▶ **Fragment strony**
:::::
Kliny Zacisze - Atal Kraków - opinie i forum osiedla na Klinach

Budowy nowych mieszkań i domów w Krakowie i innych miastach - zdjęcia, relacje, nowe informacje, ceny mieszkań.
Nimitz
Posty: 63
Rejestracja: 13 maja 2019, 17:47

Re: Kliny Zacisze - Atal Kraków - opinie i forum osiedla na Klinach

Postautor: Nimitz » 15 lip 2019, 18:12

mac_kow pisze:
pozdro pisze:Bez skm to to jest mieszkanie kompletnie na zadupiu. Hulaja tam nie bedzie, Wavelo nie dotrze, Pyszne Pl nie dopledaluje, hindusa na uber eats nie ustwaczysz. Panek i Traficar poza strefa, SKM mowisz ze mrzonka, biedry chyba nawet nie ma. To sorry ale podobny poziom uslug jest na moje wiosce. Miasto to miasto wybierajac mieszkanie w bloku patrzy sie na inne rzeczy niz wybierajac mieszkanie w domu na wsi. Amatorow na bloki w polach bez tego co powinno oferowac miasto bedzie coraz mniej.
Ja nic nie promuje. Nie lubie jezdzic autobusami, nie przepdam za tramwajami. Po krakowie przemieszczam sie rowerem i pociagiem. Jakbym mial wybierac w pierwszej kolejnosci auto to bym na wsi mieszkal, po co sobie zycie utrudniac. Przynjemniej mniej zatloczone przedszkola i szkoly i wyzszy poziom edukacji.


Niestety nie masz racji w krakowskim kontekście- na SKA liczy mało kto. Mało kto nawet wie, cóż to takiego.
:::::
▶ **Podane informacje**
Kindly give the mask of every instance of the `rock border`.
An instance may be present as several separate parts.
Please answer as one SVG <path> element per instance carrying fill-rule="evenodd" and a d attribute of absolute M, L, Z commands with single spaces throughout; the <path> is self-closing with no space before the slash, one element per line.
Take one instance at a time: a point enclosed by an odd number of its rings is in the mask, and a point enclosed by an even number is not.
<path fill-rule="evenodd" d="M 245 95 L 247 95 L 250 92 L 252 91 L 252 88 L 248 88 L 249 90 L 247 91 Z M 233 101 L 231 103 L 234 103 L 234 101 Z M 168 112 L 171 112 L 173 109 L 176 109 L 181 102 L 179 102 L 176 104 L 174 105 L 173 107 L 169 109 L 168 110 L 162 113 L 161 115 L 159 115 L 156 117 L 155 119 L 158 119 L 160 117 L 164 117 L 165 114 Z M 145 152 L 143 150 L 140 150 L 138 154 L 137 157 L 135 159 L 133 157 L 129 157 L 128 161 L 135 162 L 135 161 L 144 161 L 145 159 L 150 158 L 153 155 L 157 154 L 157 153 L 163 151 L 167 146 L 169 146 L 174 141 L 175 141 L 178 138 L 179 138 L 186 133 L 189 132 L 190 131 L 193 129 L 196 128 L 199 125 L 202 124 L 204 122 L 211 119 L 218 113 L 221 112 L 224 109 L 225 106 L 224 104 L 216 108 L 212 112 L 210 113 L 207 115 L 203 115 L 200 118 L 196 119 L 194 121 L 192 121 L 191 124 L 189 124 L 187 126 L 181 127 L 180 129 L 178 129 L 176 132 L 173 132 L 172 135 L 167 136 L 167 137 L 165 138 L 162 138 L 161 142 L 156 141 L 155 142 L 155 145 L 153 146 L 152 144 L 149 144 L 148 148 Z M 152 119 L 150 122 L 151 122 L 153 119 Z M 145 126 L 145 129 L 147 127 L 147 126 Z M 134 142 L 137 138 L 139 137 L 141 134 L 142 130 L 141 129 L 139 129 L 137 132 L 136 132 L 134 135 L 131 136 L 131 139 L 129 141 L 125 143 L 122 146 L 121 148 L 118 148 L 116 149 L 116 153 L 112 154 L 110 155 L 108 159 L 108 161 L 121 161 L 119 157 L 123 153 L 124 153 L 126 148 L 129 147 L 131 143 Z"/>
:::::
▶ **Zadanie pisemne**
Jakimi środkami transportu przemieszcza się po Krakowie osoba pisząca wypowiedź rozpoczynającą się od słów „Ja nic nie promuje” we fragmencie strony?

▶ **Poprawna odpowiedź**
Rowerem i pociągiem.